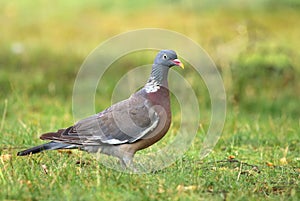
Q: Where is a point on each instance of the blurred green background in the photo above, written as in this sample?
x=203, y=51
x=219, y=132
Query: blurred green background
x=254, y=43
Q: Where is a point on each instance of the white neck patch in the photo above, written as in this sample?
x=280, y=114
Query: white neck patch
x=151, y=86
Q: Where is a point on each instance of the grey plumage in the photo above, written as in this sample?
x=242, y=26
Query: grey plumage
x=125, y=127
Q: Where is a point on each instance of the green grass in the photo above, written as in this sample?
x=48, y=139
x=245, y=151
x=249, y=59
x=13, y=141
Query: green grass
x=255, y=47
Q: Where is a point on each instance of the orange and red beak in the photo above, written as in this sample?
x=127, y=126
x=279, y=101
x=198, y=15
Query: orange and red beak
x=177, y=62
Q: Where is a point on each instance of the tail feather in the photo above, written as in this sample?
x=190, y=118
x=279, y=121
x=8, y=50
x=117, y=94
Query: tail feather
x=48, y=146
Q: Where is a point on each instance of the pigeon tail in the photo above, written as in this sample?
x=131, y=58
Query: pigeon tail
x=48, y=146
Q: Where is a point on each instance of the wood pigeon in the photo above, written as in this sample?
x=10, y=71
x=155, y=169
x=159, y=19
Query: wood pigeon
x=125, y=127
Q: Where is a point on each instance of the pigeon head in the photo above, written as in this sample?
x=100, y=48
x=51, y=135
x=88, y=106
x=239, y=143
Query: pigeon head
x=163, y=61
x=167, y=58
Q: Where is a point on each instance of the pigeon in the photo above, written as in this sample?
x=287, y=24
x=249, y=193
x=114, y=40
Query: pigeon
x=125, y=127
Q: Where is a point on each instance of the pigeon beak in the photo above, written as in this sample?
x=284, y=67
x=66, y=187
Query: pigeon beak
x=177, y=62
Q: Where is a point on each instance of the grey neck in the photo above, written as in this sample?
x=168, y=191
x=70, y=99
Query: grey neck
x=158, y=78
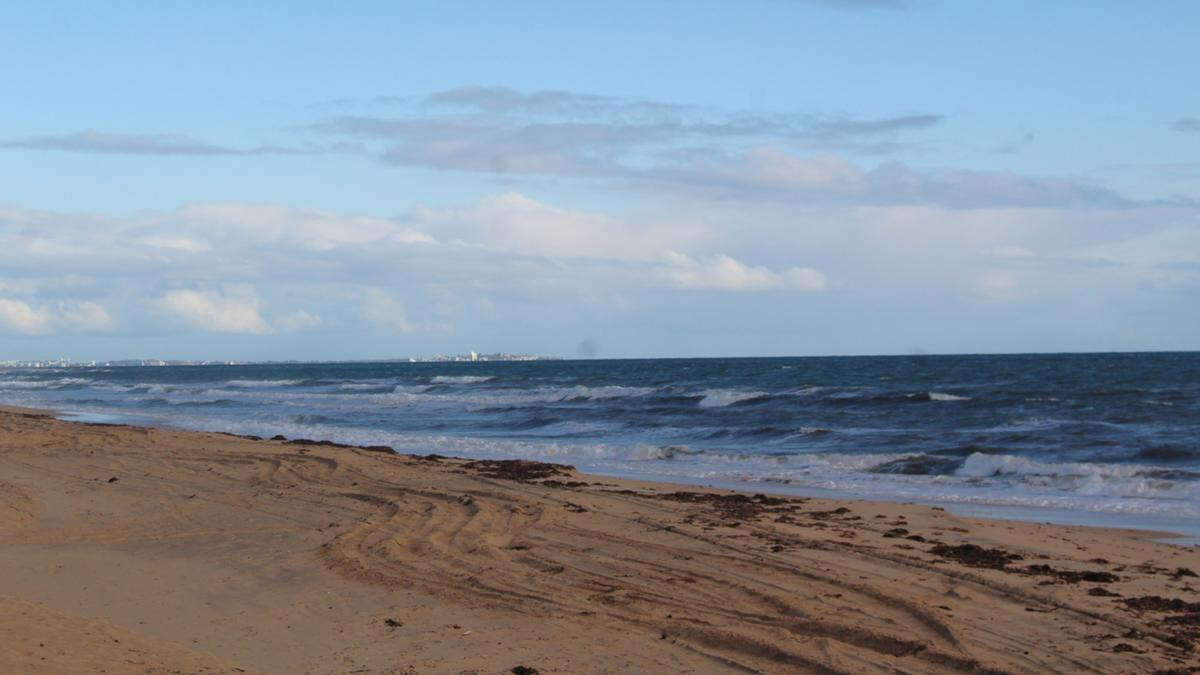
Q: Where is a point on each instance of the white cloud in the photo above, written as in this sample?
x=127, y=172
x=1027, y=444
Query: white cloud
x=177, y=243
x=87, y=316
x=381, y=309
x=519, y=223
x=306, y=228
x=232, y=311
x=19, y=317
x=42, y=320
x=297, y=321
x=721, y=272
• • • • •
Brief →
Reproduce every row above line for line, without any changes and without the pictures.

Output of the exercise →
Q: Where is a point on each instance of the blurred green background in the photo above, written as in this sample?
x=203, y=51
x=219, y=132
Query: blurred green background
x=254, y=43
Q: Where is a point on each instance of the white neck patch in the photo above, written as in this sample?
x=280, y=114
Query: white neck patch
x=151, y=86
Q: Where is a point on each instance of the grey plumage in the photo above, written as in this sample?
x=242, y=26
Query: grey plumage
x=125, y=127
Q: Where is a point on each instance of the green grass in the photo above, written as in this sample?
x=48, y=139
x=245, y=151
x=249, y=59
x=13, y=141
Query: green grass
x=255, y=47
Q: Where is a point on each instance of the orange and red beak in the photo above, written as in this sample?
x=127, y=126
x=279, y=101
x=198, y=15
Query: orange and red beak
x=177, y=62
Q: Where is a point on each instance of the tail feather in the photo above, written as in this sample?
x=190, y=118
x=279, y=121
x=8, y=50
x=117, y=94
Query: tail feather
x=48, y=146
Q: Where is a point on each instance of the pigeon tail in the photo above, written as in this sample?
x=131, y=58
Query: pigeon tail
x=48, y=146
Q: Where is a point on each instance of the wood pigeon in the photo above, written as in this sample?
x=10, y=71
x=155, y=169
x=159, y=19
Query: wood pigeon
x=125, y=127
Q: Where is a point on each instance of the pigeon head in the photo above, written as in this sample?
x=100, y=48
x=51, y=135
x=88, y=106
x=239, y=143
Query: pigeon head
x=163, y=61
x=167, y=58
Q: Where is a point on each instance of the pigeon in the photo above, written as in this sample?
x=287, y=24
x=249, y=193
x=114, y=40
Query: pigeon
x=125, y=127
Q: Where is a point on each instance of the pigeon beak in the photo above, written as in this sample?
x=284, y=67
x=66, y=187
Query: pigeon beak
x=177, y=62
Q: Where is a point on each instance of the grey neck in the photo above, written as in this sample?
x=168, y=191
x=70, y=99
Query: grey neck
x=158, y=78
Q: Where is a point on each instance of the white cloud in the photo above, written as in this sample?
x=127, y=172
x=1027, y=444
Query: white cloud
x=177, y=243
x=87, y=316
x=381, y=309
x=519, y=223
x=306, y=228
x=232, y=311
x=19, y=317
x=42, y=320
x=297, y=321
x=721, y=272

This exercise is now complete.